## Work item
Return only this: the line with "# locate white post: put" and all the lines that follow it below, through the final one, exactly as they are.

## Recorded information
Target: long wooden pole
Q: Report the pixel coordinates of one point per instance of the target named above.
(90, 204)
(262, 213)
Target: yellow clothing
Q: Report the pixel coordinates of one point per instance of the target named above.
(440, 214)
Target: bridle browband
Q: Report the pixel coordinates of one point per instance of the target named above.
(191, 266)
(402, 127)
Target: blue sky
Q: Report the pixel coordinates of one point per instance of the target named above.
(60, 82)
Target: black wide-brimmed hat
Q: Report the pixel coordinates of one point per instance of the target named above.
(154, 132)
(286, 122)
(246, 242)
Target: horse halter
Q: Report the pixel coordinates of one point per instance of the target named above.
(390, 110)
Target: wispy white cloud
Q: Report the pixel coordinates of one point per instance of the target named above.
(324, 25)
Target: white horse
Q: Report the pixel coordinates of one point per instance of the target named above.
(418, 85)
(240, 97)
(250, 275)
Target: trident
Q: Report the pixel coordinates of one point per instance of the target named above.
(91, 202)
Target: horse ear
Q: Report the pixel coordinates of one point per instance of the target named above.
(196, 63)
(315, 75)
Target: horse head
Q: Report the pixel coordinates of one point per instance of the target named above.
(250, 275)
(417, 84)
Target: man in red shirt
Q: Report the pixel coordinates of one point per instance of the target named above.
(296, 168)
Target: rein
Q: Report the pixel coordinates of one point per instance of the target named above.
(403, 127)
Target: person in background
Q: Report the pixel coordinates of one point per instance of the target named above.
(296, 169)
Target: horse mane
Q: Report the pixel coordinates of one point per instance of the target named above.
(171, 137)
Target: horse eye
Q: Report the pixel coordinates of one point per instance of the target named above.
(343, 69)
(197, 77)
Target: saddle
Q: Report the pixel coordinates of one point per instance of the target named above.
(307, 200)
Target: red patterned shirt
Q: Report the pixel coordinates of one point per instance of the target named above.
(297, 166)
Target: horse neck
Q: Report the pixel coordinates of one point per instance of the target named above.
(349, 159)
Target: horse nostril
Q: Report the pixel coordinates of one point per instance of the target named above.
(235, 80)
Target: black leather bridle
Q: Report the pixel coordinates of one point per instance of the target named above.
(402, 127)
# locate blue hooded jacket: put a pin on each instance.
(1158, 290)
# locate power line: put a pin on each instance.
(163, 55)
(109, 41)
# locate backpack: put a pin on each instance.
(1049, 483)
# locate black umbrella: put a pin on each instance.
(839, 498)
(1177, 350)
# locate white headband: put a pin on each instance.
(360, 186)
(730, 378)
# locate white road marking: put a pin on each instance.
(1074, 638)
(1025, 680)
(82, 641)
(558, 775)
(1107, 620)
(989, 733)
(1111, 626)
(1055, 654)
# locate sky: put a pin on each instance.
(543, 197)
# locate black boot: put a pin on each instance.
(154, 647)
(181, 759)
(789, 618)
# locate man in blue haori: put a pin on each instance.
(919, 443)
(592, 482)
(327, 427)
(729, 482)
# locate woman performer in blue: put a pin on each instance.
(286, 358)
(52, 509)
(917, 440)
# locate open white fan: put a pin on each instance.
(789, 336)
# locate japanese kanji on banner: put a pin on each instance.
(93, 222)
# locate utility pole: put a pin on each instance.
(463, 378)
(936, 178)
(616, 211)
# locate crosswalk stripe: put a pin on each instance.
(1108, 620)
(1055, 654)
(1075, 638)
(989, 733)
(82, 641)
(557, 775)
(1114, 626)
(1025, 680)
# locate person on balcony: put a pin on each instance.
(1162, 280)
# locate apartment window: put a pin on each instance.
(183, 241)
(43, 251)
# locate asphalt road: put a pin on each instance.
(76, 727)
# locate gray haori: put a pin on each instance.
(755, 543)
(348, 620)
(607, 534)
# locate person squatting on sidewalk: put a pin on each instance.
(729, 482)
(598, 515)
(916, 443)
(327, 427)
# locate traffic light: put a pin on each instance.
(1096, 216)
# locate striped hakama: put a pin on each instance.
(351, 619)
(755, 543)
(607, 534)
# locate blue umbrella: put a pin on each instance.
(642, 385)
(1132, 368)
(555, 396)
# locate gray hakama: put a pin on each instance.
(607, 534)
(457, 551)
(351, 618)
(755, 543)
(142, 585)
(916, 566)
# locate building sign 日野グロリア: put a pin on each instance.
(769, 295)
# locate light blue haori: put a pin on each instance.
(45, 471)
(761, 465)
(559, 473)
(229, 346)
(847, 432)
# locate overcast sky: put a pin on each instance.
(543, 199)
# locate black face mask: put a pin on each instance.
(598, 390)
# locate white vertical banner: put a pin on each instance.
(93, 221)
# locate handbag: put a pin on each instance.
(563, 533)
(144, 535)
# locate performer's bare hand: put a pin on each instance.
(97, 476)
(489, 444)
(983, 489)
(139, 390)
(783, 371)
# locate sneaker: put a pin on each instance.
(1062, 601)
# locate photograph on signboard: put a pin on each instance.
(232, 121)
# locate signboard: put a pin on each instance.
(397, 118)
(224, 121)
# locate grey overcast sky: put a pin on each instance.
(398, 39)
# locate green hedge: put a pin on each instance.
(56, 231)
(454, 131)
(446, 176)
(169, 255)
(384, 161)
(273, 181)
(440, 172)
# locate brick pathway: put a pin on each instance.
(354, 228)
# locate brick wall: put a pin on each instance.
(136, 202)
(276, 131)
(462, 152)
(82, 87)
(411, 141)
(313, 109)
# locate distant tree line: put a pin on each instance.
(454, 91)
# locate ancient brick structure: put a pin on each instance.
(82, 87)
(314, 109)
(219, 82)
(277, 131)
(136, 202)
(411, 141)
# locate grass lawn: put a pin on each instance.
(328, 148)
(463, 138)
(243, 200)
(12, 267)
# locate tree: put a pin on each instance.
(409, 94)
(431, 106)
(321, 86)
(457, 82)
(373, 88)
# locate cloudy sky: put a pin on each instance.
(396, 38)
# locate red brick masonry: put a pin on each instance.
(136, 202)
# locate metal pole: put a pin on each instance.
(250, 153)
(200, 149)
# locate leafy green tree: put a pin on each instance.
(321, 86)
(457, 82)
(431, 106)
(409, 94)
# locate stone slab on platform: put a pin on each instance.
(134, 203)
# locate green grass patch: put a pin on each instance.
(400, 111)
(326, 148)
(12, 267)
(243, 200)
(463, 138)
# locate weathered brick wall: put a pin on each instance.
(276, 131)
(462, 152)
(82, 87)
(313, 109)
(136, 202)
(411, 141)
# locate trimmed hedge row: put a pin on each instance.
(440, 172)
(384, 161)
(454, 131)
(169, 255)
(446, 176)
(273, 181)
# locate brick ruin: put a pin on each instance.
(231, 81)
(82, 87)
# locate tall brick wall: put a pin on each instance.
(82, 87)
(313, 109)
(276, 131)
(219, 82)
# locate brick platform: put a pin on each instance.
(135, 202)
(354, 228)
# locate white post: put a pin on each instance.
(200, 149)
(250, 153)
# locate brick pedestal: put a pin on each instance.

## Answer box
# locate white post: put a pin on each instance.
(200, 149)
(250, 153)
# locate brick pedestal: put a pin on each instance.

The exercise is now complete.